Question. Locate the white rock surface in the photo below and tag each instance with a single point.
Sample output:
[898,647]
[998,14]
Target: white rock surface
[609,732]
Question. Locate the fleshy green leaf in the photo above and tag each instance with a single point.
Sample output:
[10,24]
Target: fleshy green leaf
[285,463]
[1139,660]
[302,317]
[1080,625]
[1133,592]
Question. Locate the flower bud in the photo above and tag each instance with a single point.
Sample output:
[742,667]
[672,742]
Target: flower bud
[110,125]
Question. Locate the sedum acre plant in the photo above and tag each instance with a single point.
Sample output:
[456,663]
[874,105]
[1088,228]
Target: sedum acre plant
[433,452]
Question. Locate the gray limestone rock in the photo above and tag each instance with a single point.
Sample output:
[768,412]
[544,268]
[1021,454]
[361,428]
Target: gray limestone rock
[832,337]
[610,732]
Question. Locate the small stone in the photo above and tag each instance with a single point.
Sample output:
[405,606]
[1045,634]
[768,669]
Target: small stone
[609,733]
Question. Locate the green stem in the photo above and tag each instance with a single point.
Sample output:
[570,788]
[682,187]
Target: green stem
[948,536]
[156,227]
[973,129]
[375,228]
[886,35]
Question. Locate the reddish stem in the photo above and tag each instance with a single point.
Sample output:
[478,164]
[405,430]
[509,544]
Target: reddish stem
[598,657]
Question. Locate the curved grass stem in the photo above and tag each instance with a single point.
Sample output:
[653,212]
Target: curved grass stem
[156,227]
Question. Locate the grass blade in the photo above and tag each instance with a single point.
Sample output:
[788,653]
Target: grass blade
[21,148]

● ● ● ● ●

The entire listing is to be retyped exactly.

Question. Locate the white rock surface in the photo below and tag each instance with a single point.
Sample output:
[898,647]
[998,14]
Target: white rock surface
[609,732]
Question. Locate the fleshy green leaf in the photo above and tag each instance with a single point.
Sample output:
[10,24]
Target: fleshy green leaf
[285,463]
[1139,660]
[302,317]
[1080,625]
[1133,592]
Question. Locate the flower bud in the photo above and tag each instance with a single point.
Sample output:
[742,667]
[672,742]
Target: flower bud
[110,125]
Question. Locate the sedum acre plant in the photo above and tag each instance with a single point.
Sample output:
[456,663]
[874,105]
[1088,228]
Target: sedum acre plant
[433,452]
Question. Locate the gray limestone rock in the photo above and tag each instance with a single point.
Sample output:
[768,412]
[544,268]
[1021,454]
[361,428]
Target: gray limestone rock
[832,337]
[610,732]
Question. Locate the small stone in the photo above and tag each instance with a single point.
Sample output:
[405,606]
[1045,634]
[768,669]
Target: small stone
[609,733]
Question. Locate the green stem in the photo above and tag each instance with a single point.
Sample output:
[570,788]
[682,187]
Target: green stem
[948,536]
[156,227]
[973,129]
[375,228]
[886,35]
Question. Locate the reddish stem in the photo above and tag each instance with a single point.
Sample output:
[478,164]
[405,430]
[509,544]
Target: reddish stem
[598,657]
Question. Locate the curved grass stem in the photo above and tag each instance with a single point.
Sample output:
[653,212]
Target: curved grass stem
[156,227]
Question. Locate the grass blade in the photo above and tag each instance with a single point.
Sample output:
[788,653]
Target: grass blade
[21,148]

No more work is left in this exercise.